Requirement ->
If a line in the material below has the word "jersey", copy it.
╭─ Information provided
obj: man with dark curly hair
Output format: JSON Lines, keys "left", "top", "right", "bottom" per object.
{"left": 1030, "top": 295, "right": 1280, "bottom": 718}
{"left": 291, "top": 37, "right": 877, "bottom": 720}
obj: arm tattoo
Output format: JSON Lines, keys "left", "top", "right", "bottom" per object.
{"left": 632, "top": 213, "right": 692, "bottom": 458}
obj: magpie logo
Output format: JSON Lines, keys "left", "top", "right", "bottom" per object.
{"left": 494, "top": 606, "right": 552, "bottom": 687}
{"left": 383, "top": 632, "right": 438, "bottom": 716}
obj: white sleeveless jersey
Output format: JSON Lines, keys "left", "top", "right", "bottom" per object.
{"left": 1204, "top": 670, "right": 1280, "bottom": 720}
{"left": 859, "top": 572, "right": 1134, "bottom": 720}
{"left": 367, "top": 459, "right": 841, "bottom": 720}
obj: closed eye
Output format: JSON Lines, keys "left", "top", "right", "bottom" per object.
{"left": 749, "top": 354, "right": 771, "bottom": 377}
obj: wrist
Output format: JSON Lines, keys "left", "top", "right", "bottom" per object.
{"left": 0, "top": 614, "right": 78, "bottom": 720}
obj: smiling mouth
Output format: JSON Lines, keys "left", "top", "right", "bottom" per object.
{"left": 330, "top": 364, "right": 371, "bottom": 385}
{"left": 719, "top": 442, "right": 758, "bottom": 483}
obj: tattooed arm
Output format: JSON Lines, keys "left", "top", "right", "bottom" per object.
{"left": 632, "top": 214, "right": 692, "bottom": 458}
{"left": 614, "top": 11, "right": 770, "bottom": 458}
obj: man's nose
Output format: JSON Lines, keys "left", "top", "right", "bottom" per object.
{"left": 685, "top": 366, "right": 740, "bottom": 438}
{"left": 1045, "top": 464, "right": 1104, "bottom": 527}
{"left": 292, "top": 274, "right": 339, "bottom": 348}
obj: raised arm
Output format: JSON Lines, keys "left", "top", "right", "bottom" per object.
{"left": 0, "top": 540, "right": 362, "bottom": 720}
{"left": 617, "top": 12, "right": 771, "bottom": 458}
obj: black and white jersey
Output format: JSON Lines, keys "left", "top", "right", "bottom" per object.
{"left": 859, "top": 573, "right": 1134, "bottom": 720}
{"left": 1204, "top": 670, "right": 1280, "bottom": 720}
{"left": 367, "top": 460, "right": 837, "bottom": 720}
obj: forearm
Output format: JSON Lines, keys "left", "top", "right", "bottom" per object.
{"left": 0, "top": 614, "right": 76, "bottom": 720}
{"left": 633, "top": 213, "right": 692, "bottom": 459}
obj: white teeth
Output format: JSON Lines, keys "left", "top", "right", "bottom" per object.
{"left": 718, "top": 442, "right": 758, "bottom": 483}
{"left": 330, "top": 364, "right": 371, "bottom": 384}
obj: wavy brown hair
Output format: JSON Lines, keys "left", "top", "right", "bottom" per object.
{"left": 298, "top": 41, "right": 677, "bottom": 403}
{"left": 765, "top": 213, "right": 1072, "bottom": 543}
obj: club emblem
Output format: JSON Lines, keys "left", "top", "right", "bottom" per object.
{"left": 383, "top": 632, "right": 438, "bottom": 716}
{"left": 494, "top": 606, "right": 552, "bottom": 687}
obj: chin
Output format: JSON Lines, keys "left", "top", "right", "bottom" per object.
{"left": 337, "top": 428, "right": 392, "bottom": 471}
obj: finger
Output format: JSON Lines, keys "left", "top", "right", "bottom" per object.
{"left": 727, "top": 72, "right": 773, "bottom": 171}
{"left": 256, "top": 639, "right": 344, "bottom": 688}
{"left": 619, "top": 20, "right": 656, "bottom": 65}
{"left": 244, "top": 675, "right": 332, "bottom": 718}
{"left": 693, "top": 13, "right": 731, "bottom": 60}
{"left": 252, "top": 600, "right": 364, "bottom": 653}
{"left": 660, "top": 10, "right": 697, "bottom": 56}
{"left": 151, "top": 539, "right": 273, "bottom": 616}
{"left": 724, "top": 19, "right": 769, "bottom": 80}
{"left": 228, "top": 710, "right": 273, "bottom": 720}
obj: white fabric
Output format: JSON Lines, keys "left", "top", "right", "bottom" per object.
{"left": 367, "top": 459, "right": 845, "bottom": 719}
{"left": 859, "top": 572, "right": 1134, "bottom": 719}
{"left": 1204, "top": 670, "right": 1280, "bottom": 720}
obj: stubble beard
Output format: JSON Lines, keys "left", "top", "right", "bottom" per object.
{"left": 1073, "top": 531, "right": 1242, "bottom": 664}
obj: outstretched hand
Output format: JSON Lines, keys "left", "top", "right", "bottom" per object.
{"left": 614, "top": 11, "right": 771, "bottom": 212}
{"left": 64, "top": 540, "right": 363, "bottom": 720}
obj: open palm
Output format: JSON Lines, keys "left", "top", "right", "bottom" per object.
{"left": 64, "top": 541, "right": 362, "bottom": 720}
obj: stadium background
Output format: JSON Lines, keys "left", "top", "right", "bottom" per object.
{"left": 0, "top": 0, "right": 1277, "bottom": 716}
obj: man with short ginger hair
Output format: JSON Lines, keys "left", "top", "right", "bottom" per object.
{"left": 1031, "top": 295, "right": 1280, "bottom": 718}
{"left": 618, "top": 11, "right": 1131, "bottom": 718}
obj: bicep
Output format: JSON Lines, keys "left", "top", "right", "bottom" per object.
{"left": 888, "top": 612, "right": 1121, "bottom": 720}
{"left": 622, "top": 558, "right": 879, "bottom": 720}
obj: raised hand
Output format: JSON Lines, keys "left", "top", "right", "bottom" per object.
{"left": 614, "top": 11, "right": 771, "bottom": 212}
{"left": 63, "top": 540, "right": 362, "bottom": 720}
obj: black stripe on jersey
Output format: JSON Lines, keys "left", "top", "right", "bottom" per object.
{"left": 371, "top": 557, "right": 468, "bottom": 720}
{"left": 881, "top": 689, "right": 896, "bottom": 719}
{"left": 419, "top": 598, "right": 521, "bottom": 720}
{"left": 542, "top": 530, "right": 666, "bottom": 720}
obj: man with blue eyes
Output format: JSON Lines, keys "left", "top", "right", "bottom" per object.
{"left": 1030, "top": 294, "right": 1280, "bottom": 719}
╰─
Solution for this exercise ->
obj: white sleeveless jersey
obj: black and white jersey
obj: black stripe on jersey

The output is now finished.